_PAGE EXCERPT_
________________

Monday, February 11, 2013

The GC's guide to Corporate crises


 The GC's guide to corporate crises
www.insidecounsel.com/2013/01/28/the-gcs-guide-to-corporate-crises?eNL=51192189150ba0853a00011a?utm_source=ic&utm_medium=email&utm_campaign… 1/6
InsideCounsel

The GC's guide to corporate crises

Tips to help you prepare for and manage unforeseen problems and
emergencies

The Penn State sex-abuse scandal. Wal-Mart exposed for possible Foreign Corrupt Practices Act (FCPA)
violations. The Cinemark movie theater shooting in Colorado. Sandy Hook Elementary School.
Last year, companies and organizations faced an array of crises that forced them to confront some of their
worst nightmares. And general counsel likely were at the front lines. “Often, when there is a crisis, it’s either because of a legal matter—an investigation, some type of bet-the- company litigation—or it’s something that
likely will result in a lawsuit,” says John Wilson, a partner at Foley & Lardner. “Therefore, the general counsel needs to be a key player in forming and carrying out a company’s crisis-management plan.”

Some lawyers who’ve been involved in corporate crises compare the experience to trying to tame a wild beast. “The situation is what one fellow described to me as riding a tiger,” says Tom Campbell, a partner at Pillsbury Winthrop Shaw Pittman and leader of the firm’s crisis-management team. “Over the months, he
became so exhausted and overwhelmed that he felt like he couldn’t hold on. But he knew that if he let go, he’d be consumed alive.” Unfortunately, when it comes to crisis management, experience is the best
teacher, according to Patricia Poole, a partner at Baker Hostetler and head of the firm’s emergency-response and crisis-management team. “Once a company goes through a crisis, no matter how small, it generally knows what its strengths and limitations are,” she says.

________________

_Raw records_
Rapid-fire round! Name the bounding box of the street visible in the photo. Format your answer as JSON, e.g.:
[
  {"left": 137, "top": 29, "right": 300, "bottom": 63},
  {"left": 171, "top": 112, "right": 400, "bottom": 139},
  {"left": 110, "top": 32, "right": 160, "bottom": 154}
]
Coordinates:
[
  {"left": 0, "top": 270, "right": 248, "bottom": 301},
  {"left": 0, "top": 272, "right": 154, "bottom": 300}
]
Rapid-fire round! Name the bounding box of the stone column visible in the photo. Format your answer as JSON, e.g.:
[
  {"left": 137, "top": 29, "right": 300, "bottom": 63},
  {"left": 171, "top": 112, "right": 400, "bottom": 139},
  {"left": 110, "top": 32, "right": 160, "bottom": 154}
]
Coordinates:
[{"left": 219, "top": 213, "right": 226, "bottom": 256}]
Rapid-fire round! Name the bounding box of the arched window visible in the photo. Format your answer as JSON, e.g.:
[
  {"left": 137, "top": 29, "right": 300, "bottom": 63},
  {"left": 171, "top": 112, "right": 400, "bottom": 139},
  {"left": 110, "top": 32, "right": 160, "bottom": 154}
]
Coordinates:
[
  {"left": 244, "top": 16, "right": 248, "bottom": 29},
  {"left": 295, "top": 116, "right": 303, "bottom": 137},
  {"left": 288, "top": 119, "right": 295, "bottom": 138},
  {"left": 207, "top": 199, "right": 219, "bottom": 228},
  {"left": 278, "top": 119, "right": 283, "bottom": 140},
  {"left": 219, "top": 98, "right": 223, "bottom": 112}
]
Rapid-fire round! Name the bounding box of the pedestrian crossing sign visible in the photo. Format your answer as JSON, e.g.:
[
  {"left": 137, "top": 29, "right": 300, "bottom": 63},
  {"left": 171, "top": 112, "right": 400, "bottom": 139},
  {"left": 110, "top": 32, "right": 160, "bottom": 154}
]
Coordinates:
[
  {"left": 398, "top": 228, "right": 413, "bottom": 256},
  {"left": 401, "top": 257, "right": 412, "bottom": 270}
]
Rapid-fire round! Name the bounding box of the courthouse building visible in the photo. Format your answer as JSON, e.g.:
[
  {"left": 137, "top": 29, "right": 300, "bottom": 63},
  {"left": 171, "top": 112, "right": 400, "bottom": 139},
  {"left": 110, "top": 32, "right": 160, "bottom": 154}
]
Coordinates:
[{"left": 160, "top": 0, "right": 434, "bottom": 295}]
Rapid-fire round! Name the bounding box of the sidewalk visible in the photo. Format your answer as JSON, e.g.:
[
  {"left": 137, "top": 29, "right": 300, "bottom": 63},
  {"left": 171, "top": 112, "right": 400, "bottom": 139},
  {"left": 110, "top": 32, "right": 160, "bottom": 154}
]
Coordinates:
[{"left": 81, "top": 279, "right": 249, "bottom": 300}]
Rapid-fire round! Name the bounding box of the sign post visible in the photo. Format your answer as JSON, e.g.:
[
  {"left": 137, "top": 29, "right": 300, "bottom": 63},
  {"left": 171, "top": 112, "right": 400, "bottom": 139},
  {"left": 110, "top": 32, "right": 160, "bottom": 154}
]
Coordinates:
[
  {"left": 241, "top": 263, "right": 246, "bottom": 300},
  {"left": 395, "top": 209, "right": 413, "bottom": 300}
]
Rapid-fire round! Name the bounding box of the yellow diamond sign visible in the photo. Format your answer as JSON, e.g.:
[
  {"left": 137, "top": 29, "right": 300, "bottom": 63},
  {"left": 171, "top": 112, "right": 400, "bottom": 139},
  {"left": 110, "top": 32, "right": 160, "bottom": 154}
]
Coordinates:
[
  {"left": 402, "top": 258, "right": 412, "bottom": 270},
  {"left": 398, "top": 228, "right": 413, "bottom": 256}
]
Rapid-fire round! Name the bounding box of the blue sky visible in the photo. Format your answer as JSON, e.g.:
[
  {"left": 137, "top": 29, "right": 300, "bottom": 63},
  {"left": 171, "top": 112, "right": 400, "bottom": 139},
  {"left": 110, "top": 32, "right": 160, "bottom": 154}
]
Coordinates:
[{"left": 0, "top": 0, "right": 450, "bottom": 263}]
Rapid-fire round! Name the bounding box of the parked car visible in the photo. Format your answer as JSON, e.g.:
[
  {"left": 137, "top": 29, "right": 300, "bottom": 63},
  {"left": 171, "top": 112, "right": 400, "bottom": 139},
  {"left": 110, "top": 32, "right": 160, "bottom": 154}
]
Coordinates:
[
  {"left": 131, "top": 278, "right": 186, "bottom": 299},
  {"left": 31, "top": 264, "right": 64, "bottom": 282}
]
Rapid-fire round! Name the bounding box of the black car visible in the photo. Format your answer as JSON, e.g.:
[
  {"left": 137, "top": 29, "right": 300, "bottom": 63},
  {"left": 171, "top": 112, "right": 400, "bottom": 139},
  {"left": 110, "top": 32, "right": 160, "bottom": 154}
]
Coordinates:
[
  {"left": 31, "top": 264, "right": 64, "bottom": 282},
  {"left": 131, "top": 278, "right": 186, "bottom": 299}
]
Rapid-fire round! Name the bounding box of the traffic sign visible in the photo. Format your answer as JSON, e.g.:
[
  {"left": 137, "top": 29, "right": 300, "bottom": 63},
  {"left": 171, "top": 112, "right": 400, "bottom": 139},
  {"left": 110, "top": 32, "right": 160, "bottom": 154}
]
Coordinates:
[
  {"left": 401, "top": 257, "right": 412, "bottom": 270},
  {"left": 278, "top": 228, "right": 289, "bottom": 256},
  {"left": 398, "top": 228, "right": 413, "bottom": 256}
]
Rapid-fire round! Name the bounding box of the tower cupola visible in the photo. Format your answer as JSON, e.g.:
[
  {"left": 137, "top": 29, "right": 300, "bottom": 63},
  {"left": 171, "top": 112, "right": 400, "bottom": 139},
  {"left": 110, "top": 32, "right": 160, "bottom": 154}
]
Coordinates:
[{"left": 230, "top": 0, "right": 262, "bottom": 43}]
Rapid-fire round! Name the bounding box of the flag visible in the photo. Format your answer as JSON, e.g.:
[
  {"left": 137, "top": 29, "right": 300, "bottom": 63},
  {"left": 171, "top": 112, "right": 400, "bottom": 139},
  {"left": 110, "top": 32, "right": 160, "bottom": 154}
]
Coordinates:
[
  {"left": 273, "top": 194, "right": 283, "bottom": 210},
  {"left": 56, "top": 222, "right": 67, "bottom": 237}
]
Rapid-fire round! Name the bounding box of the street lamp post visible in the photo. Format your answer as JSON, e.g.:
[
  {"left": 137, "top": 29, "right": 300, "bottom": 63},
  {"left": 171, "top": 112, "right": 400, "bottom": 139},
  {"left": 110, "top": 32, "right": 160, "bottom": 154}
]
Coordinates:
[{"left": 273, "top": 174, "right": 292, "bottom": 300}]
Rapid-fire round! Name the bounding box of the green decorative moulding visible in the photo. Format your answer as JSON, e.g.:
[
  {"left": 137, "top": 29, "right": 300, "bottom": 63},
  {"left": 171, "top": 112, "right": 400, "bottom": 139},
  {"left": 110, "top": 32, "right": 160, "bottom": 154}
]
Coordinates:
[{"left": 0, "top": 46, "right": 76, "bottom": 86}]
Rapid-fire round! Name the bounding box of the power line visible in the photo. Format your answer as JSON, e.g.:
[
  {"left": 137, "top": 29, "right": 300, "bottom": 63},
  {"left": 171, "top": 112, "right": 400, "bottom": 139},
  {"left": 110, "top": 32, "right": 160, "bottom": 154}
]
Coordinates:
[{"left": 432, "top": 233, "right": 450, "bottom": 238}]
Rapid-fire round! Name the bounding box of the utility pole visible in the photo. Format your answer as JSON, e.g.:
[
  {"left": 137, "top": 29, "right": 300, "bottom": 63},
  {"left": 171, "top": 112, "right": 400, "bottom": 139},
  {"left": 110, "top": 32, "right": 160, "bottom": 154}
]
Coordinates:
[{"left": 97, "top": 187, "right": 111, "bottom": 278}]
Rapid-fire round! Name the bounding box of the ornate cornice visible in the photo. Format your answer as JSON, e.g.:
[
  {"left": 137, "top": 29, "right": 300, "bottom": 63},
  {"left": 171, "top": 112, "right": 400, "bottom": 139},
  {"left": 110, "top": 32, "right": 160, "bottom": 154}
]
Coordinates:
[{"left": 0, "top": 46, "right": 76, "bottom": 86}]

________________

_WORK INSTRUCTIONS_
Reproduce the entire article on corporate crises above word for word, leaving nothing out.

_THE RESULT_
Monday, February 11, 2013

The GC's guide to Corporate crises


 The GC's guide to corporate crises
www.insidecounsel.com/2013/01/28/the-gcs-guide-to-corporate-crises?eNL=51192189150ba0853a00011a?utm_source=ic&utm_medium=email&utm_campaign… 1/6
InsideCounsel

The GC's guide to corporate crises

Tips to help you prepare for and manage unforeseen problems and
emergencies

The Penn State sex-abuse scandal. Wal-Mart exposed for possible Foreign Corrupt Practices Act (FCPA)
violations. The Cinemark movie theater shooting in Colorado. Sandy Hook Elementary School.
Last year, companies and organizations faced an array of crises that forced them to confront some of their
worst nightmares. And general counsel likely were at the front lines. “Often, when there is a crisis, it’s either because of a legal matter—an investigation, some type of bet-the- company litigation—or it’s something that
likely will result in a lawsuit,” says John Wilson, a partner at Foley & Lardner. “Therefore, the general counsel needs to be a key player in forming and carrying out a company’s crisis-management plan.”

Some lawyers who’ve been involved in corporate crises compare the experience to trying to tame a wild beast. “The situation is what one fellow described to me as riding a tiger,” says Tom Campbell, a partner at Pillsbury Winthrop Shaw Pittman and leader of the firm’s crisis-management team. “Over the months, he
became so exhausted and overwhelmed that he felt like he couldn’t hold on. But he knew that if he let go, he’d be consumed alive.” Unfortunately, when it comes to crisis management, experience is the best
teacher, according to Patricia Poole, a partner at Baker Hostetler and head of the firm’s emergency-response and crisis-management team. “Once a company goes through a crisis, no matter how small, it generally knows what its strengths and limitations are,” she says.